#### TAREFA DO EXERCÍCIO:
Segundo o trecho selecionado, em que sítio morava, em 1849, o juiz municipal a quem Sebrão Sobrinho atribui a origem da expressão papa-cebola?

Papa-cebola era um termo pejorativo. Inicialmente, a expressão não foi bem aceita. As chacotas, às vezes, acabavam em revide de ofensas, brigas ou em episódios mais trágicos. Com o passar do tempo, o curioso apelido coletivo tornou-se tradicional e aceito pelos próprios itabaianenses. As novas gerações de papa-cebolas muitas vezes não entendiam a origem jocosa do primitivo significado da alcunha; pensavam que a expressão se dava por serem trabalhadores e terem abundantes cebolais. Tinham alguns itabaianenses que se sentiam orgulhosos quando eram rotulados de papa-cebola.

José Sebrão de Carvalho, o famoso Sebrão Sobrinho (1898-1973), pesquisador itabaianense, o mais bairrista de todos os itabaianólogos, nos oferece outra versão para a origem da expressão. O velho pesquisador legou em suas pesquisas valiosas informações acerca do passado de sua terra natal, além de arrebanhar um volume documental impressionante sobre Itabaiana do século XVII ao XX. Sebrão descreveu, numa série de artigos para o Sergipe-jornal, diversos aspectos da vida social e cultural-histórica de Itabaiana da década de 1940. Ele acredita que a expressão papa-cebola nasce em Itabaiana, devido ao apelido imputado a Júlio Cesar Berenguer de Bitencourt, juiz municipal na época. Esse magistrado residia em Itabaiana no ano de 1849, no sítio Pé da Serra, local de destacada produção de cebolas. Com isso, os amigos do juiz começaram a chamá-lo pelo apelido de papa-cebola. A expressão outrora pessoal tornou-se coletiva. A aceitação do apelido tempos depois, segundo Sebrão Sobrinho, dava-se pelo fato de pensarem os itabaianense que se tratava de um elogio a “superioridade de sua terra para a policultura”. Essa versão nos parece ser menos convincente que a anterior, pensada por Carvalho Déda.

#### REGISTROS:
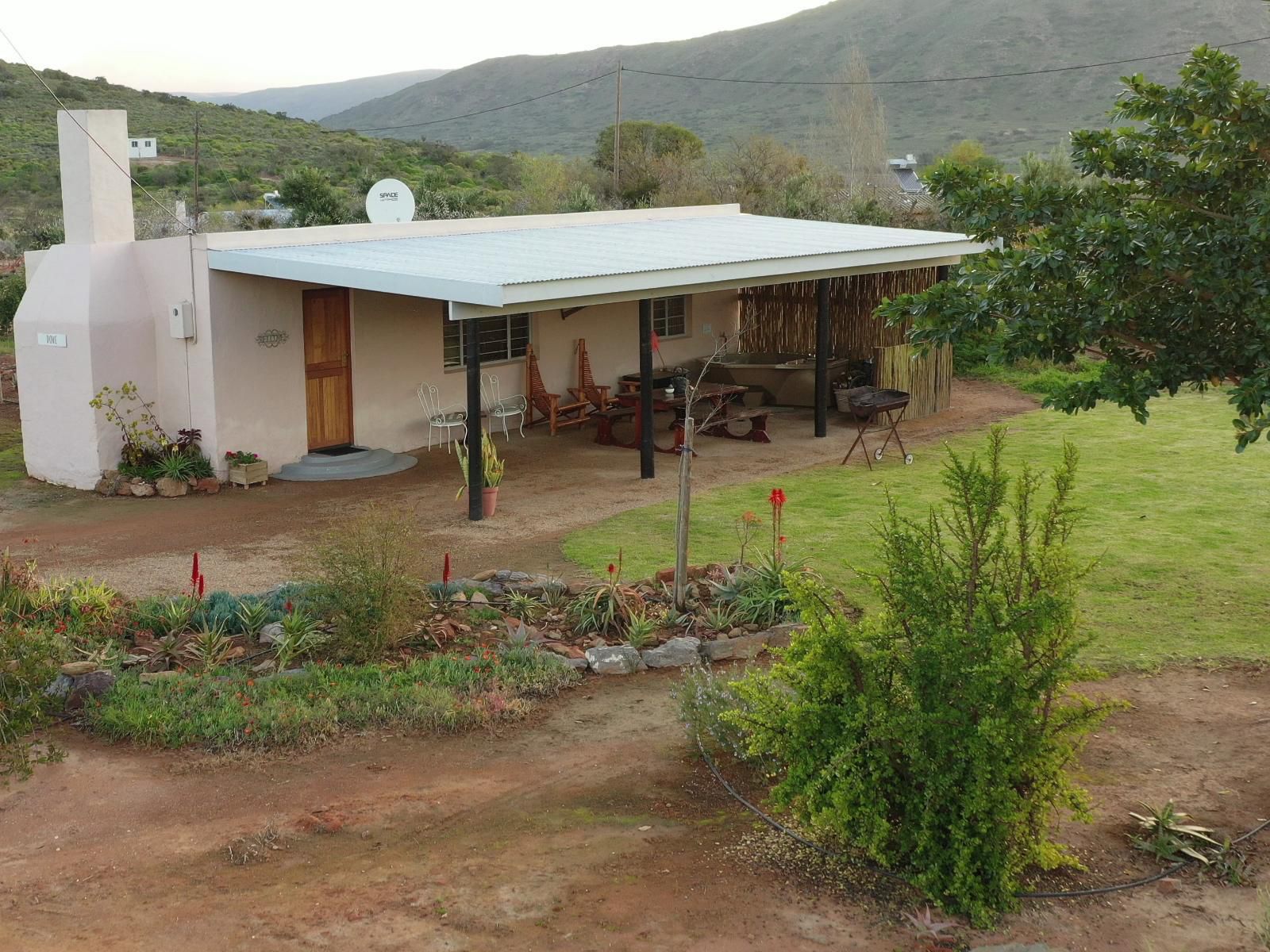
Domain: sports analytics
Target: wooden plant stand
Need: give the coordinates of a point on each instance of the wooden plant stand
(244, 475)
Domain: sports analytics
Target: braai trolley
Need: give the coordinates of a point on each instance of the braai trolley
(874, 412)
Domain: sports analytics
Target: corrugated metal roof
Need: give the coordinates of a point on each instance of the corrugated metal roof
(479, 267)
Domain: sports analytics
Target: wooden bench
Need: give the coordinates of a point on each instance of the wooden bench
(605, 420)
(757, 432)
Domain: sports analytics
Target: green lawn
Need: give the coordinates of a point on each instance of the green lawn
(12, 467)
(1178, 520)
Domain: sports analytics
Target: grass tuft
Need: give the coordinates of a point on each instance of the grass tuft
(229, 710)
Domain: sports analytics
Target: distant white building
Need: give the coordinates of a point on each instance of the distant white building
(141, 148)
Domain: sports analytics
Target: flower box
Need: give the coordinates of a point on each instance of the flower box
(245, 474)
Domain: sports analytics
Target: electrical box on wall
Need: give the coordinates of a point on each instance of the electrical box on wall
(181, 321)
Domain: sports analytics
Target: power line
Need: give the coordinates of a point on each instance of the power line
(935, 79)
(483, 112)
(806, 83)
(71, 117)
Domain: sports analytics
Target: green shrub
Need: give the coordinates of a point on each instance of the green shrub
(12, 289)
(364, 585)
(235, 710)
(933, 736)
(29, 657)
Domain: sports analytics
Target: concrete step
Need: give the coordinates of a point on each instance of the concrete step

#### RESULTADO DO EXERCÍCIO:
No sítio Pé da Serra, em Itabaiana.